Locate each line in the listing below that contains the string "face" and copy it out. Matching is case-sensitive.

==*==

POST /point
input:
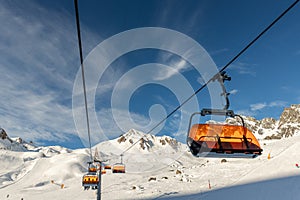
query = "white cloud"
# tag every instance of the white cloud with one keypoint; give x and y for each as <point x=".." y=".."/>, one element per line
<point x="278" y="104"/>
<point x="39" y="60"/>
<point x="178" y="66"/>
<point x="243" y="68"/>
<point x="234" y="91"/>
<point x="257" y="106"/>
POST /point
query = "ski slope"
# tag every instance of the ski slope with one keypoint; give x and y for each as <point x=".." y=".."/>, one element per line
<point x="40" y="173"/>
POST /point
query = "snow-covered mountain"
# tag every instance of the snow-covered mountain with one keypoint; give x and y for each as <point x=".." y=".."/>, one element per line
<point x="270" y="128"/>
<point x="158" y="167"/>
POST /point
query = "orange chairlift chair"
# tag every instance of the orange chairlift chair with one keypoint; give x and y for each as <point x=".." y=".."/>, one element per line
<point x="221" y="138"/>
<point x="90" y="180"/>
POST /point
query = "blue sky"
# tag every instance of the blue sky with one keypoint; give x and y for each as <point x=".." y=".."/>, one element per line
<point x="40" y="62"/>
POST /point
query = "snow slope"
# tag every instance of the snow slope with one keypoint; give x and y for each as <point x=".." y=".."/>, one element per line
<point x="156" y="170"/>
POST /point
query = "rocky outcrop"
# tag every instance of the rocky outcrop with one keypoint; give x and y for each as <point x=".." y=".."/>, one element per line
<point x="270" y="128"/>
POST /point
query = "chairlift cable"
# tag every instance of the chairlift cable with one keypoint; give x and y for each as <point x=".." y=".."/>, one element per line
<point x="222" y="69"/>
<point x="83" y="76"/>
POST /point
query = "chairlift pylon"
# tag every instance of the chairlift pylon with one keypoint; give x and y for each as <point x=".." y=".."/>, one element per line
<point x="221" y="138"/>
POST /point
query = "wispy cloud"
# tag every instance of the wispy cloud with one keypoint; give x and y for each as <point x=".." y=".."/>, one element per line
<point x="243" y="68"/>
<point x="257" y="106"/>
<point x="260" y="106"/>
<point x="38" y="64"/>
<point x="233" y="92"/>
<point x="178" y="66"/>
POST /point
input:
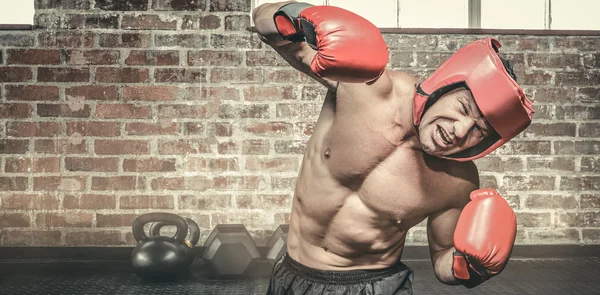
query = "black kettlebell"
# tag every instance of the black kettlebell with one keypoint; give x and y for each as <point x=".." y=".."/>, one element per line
<point x="190" y="242"/>
<point x="158" y="257"/>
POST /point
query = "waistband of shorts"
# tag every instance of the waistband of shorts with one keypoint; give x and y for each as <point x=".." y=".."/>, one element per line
<point x="346" y="276"/>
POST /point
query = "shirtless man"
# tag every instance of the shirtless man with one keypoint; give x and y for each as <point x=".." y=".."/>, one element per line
<point x="388" y="152"/>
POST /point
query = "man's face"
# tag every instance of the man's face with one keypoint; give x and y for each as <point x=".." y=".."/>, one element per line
<point x="452" y="124"/>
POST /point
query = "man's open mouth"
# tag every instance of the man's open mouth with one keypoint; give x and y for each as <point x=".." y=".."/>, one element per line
<point x="444" y="136"/>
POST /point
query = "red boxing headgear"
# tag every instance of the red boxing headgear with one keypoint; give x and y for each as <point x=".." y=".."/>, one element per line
<point x="478" y="67"/>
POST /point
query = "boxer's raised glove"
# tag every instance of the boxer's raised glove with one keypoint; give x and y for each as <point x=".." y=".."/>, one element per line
<point x="483" y="238"/>
<point x="350" y="48"/>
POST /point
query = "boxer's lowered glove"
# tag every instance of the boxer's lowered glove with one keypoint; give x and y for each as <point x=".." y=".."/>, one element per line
<point x="483" y="238"/>
<point x="350" y="48"/>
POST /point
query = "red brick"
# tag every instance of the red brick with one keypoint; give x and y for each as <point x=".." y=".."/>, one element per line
<point x="87" y="128"/>
<point x="30" y="202"/>
<point x="550" y="202"/>
<point x="13" y="183"/>
<point x="237" y="22"/>
<point x="283" y="183"/>
<point x="71" y="219"/>
<point x="272" y="164"/>
<point x="205" y="202"/>
<point x="32" y="93"/>
<point x="15" y="74"/>
<point x="219" y="129"/>
<point x="551" y="129"/>
<point x="153" y="57"/>
<point x="530" y="219"/>
<point x="150" y="93"/>
<point x="149" y="165"/>
<point x="65" y="39"/>
<point x="589" y="130"/>
<point x="577" y="147"/>
<point x="63" y="75"/>
<point x="214" y="58"/>
<point x="211" y="164"/>
<point x="20" y="165"/>
<point x="256" y="111"/>
<point x="60" y="146"/>
<point x="563" y="236"/>
<point x="90" y="201"/>
<point x="267" y="202"/>
<point x="237" y="182"/>
<point x="146" y="202"/>
<point x="576" y="112"/>
<point x="32" y="56"/>
<point x="121" y="147"/>
<point x="33" y="129"/>
<point x="590" y="164"/>
<point x="285" y="76"/>
<point x="183" y="146"/>
<point x="193" y="128"/>
<point x="553" y="60"/>
<point x="110" y="183"/>
<point x="201" y="22"/>
<point x="577" y="183"/>
<point x="122" y="75"/>
<point x="31" y="238"/>
<point x="57" y="183"/>
<point x="15" y="110"/>
<point x="198" y="183"/>
<point x="93" y="92"/>
<point x="184" y="111"/>
<point x="122" y="111"/>
<point x="115" y="220"/>
<point x="537" y="148"/>
<point x="550" y="164"/>
<point x="168" y="183"/>
<point x="268" y="93"/>
<point x="553" y="95"/>
<point x="255" y="147"/>
<point x="301" y="110"/>
<point x="578" y="219"/>
<point x="262" y="58"/>
<point x="216" y="94"/>
<point x="162" y="128"/>
<point x="71" y="110"/>
<point x="14" y="220"/>
<point x="126" y="40"/>
<point x="590" y="201"/>
<point x="181" y="40"/>
<point x="14" y="146"/>
<point x="537" y="78"/>
<point x="228" y="147"/>
<point x="290" y="147"/>
<point x="92" y="164"/>
<point x="94" y="238"/>
<point x="148" y="22"/>
<point x="92" y="57"/>
<point x="239" y="75"/>
<point x="180" y="75"/>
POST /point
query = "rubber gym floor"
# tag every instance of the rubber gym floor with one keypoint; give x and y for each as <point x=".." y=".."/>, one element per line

==*==

● TASK RESPONSE:
query = "man's face"
# tag every instance of the man's face with one keypoint; give x and y for each as <point x=".." y=".."/>, one element per line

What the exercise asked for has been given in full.